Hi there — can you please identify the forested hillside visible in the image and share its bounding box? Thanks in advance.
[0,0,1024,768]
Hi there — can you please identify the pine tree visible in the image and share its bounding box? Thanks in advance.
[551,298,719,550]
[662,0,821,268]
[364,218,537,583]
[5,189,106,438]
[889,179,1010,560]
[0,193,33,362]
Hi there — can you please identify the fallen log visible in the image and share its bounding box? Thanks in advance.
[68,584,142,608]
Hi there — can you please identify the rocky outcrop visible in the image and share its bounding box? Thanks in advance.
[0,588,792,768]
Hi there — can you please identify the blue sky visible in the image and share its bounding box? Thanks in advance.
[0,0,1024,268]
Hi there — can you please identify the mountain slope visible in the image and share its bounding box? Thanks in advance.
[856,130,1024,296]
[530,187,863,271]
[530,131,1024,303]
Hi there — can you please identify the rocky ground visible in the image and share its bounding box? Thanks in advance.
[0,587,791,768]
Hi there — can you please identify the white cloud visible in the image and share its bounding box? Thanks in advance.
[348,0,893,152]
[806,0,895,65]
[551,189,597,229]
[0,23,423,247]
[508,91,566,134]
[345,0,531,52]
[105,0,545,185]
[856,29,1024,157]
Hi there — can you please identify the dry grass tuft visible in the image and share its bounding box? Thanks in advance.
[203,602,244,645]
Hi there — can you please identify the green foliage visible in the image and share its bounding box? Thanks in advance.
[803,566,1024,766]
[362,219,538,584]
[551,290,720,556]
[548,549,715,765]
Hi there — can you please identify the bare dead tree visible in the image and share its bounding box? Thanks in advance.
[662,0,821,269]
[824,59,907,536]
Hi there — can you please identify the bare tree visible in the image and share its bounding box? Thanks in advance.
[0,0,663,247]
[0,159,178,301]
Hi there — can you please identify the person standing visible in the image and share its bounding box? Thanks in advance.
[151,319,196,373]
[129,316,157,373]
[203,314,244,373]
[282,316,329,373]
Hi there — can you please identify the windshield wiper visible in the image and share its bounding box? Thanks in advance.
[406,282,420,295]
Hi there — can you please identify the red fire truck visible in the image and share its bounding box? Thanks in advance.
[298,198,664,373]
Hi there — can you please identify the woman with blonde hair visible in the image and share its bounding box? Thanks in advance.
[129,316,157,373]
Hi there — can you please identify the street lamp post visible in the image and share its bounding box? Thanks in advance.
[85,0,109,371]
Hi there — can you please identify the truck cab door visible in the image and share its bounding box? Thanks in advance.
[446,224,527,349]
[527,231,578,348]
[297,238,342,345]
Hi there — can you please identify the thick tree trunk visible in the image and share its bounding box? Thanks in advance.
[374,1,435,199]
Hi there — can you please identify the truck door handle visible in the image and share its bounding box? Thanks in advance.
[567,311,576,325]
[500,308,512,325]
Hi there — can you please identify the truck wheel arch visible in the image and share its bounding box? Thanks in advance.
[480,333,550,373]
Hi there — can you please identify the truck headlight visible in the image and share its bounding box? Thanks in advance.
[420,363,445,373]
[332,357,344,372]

◆ ◆ ◆ ◆ ◆ ◆ ◆

STATED PROBLEM: Format the lines above, from the line containing "Hi there — can you please identify the pine" up to and including the line containing "[0,588,792,768]", as a JSON array of strings with one string per line and blank lines omitted.

EXERCISE RESULT:
[
  "Hi there — can you please identify the pine tree visible in the image and share its bounding box? Thanks in advance.",
  "[551,298,719,550]",
  "[662,0,821,268]",
  "[364,218,537,583]",
  "[5,189,106,438]",
  "[889,179,1010,560]",
  "[0,193,33,362]",
  "Hi there — can you please identify the fallen log visible in the image and share its bounding box? Thanks in advance.",
  "[68,584,142,608]",
  "Hi there — can you please identify the rocky outcrop visible in the image and share its bounding box? Thanks in advance.",
  "[0,588,792,768]"
]